━━ KUTIPAN TEKS ━━

Penganut Syiah Sampang: Jika Tak "Tobat", Saya Akan Dibunuh ...
JAKARTA, KOMPAS.com Nur Kholis (22) adalah salah seorang penganut Syiah di desa Karangganyam yang dipaksa "bertobat" dengan menandatangani sebuah surat pernyataan. Jika menolak, maka nyawa Nur terancam akan dihabisi oleh warga.
"Katanya itu ancaman dari warga, Pak Kadus (Kepala Dusun) cuma menyampaikan saja. Jika tidak 'tobat' rumah saya akan dibakar lah, dan saya akan dibunuh lah," jelas Nur saat ditemui di Yayasan Lembaga Bantuan Hukum Universalia (YLBHU) Jakarta, Senin (12/8/2013).
Pada 5 Agustus 2013, Nur yang saat itu baru saja kembali dari Bali, dibawa bersama empat penganut Syiah lainnya ke rumah seorang kiai bernama Safiudin. Di rumah itu, disebut ada bupati Sampang, kepala desa, kepala dusun, kapolsek, anggota Brimob, dan empat orang kiai lainnya.

━━━
━━ DATA LATIHAN ━━

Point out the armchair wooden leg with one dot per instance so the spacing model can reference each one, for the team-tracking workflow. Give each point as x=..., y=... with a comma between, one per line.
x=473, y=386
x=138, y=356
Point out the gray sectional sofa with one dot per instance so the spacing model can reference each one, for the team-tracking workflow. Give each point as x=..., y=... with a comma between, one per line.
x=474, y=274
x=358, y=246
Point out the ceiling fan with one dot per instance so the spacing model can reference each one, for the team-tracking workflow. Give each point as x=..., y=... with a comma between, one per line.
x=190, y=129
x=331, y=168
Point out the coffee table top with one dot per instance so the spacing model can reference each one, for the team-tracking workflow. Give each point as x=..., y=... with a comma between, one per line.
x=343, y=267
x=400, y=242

━━━

SOAL LATIHAN ::
**a.** Menurut berita tentang penganut Syiah Sampang, dari mana Nur Kholis baru saja kembali pada 5 Agustus 2013?
**b.** Cetak ulang tanpa perubahan baris-baris data, mulai dari baris yang memuat "Point out the gray" hingga baris terakhir data, kedua ujungnya ikut disertakan.

KUNCI JAWABAN ::
**a.** Dari Bali.

**b.**
Point out the gray sectional sofa with one dot per instance so the spacing model can reference each one, for the team-tracking workflow. Give each point as x=..., y=... with a comma between, one per line.
x=474, y=274
x=358, y=246
Point out the ceiling fan with one dot per instance so the spacing model can reference each one, for the team-tracking workflow. Give each point as x=..., y=... with a comma between, one per line.
x=190, y=129
x=331, y=168
Point out the coffee table top with one dot per instance so the spacing model can reference each one, for the team-tracking workflow. Give each point as x=..., y=... with a comma between, one per line.
x=343, y=267
x=400, y=242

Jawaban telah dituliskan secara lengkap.